**THE TASK:**
Please rewrite the lines between the one holding "label: blazer lapel" and the one holding "[414,522,450,571]", inclusive, keeping the requests, and shift every bounding-box coordinate in the answers up by 7.

**MATERIAL PROVIDED:**
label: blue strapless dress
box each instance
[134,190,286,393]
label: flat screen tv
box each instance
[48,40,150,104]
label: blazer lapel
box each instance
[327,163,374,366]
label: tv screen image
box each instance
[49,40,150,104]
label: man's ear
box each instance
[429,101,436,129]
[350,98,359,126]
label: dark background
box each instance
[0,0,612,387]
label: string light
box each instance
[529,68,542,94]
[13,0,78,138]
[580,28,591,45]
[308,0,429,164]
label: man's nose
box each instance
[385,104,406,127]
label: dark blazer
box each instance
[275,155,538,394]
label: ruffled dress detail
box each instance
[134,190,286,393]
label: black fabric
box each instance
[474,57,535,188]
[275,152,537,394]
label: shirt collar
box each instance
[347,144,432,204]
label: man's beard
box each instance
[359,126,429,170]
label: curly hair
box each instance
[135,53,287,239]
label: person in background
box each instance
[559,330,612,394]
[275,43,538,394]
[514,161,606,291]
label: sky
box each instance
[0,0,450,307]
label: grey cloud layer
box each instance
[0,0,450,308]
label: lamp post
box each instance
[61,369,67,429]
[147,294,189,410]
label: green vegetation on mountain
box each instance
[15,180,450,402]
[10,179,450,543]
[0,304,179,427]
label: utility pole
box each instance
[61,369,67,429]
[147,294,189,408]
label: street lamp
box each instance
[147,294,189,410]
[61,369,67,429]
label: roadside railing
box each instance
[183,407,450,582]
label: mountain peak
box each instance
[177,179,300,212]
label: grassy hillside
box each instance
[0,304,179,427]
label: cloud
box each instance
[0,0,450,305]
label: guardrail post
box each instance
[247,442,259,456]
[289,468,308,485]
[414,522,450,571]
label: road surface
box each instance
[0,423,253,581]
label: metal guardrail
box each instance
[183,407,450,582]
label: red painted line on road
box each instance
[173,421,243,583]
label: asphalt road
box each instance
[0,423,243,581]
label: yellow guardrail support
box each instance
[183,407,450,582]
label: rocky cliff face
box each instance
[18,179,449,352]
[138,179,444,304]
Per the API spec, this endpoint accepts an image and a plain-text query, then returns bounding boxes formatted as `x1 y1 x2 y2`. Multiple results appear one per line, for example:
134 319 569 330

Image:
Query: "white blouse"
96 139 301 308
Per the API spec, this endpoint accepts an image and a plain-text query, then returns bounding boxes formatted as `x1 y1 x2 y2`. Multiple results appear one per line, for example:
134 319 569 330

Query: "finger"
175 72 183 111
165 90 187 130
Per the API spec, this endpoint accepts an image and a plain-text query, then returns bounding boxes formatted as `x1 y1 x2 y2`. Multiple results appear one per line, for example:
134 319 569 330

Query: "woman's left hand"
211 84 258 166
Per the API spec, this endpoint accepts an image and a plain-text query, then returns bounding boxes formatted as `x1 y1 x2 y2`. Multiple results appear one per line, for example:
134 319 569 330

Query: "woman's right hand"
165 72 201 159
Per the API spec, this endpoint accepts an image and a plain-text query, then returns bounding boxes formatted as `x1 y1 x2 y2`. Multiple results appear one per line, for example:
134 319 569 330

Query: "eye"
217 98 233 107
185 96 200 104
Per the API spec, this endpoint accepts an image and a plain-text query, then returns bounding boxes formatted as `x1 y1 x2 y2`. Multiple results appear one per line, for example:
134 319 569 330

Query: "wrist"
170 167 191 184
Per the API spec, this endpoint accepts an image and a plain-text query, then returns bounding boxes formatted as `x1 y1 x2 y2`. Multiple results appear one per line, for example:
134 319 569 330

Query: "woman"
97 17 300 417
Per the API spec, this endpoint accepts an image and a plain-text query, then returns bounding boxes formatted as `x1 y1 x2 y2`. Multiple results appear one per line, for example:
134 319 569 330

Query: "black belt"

**CORRECT OUTPUT:**
label: blazer lapel
box each instance
[334,170,381,373]
label: tv screen image
box each instance
[56,47,157,111]
label: man's ear
box each instance
[436,108,443,136]
[357,105,366,133]
label: dark background
box each instance
[7,7,619,394]
label: string light
box each instance
[536,75,549,101]
[20,7,85,145]
[587,35,598,52]
[315,7,436,171]
label: man's nose
box each instance
[392,111,413,134]
label: dark blazer
box each instance
[282,162,545,401]
label: ruffled dress detail
box each instance
[141,197,293,400]
label: black fabric
box each instance
[481,64,542,195]
[282,159,544,401]
label: shirt collar
box each instance
[354,151,439,211]
label: man's beard
box each instance
[366,133,436,177]
label: curly hair
box each instance
[142,60,294,246]
label: person in background
box each instance
[566,337,619,401]
[282,50,545,401]
[521,168,613,298]
label: sky
box each instance
[7,7,457,314]
label: grey cloud layer
box each instance
[7,7,457,315]
label: lamp post
box each instance
[68,376,74,436]
[154,301,196,417]
label: green vegetation on mountain
box each instance
[22,187,457,409]
[17,186,457,550]
[7,311,186,434]
label: utility pole
box each instance
[68,376,74,436]
[154,301,196,415]
label: street lamp
box each instance
[154,301,196,417]
[68,376,74,436]
label: roadside railing
box each instance
[190,414,457,589]
label: mountain peak
box each instance
[184,186,307,219]
label: grassy hillside
box each instance
[7,311,186,434]
label: cloud
box each instance
[7,7,457,312]
label: guardrail post
box each instance
[254,449,266,463]
[296,475,315,492]
[421,529,457,578]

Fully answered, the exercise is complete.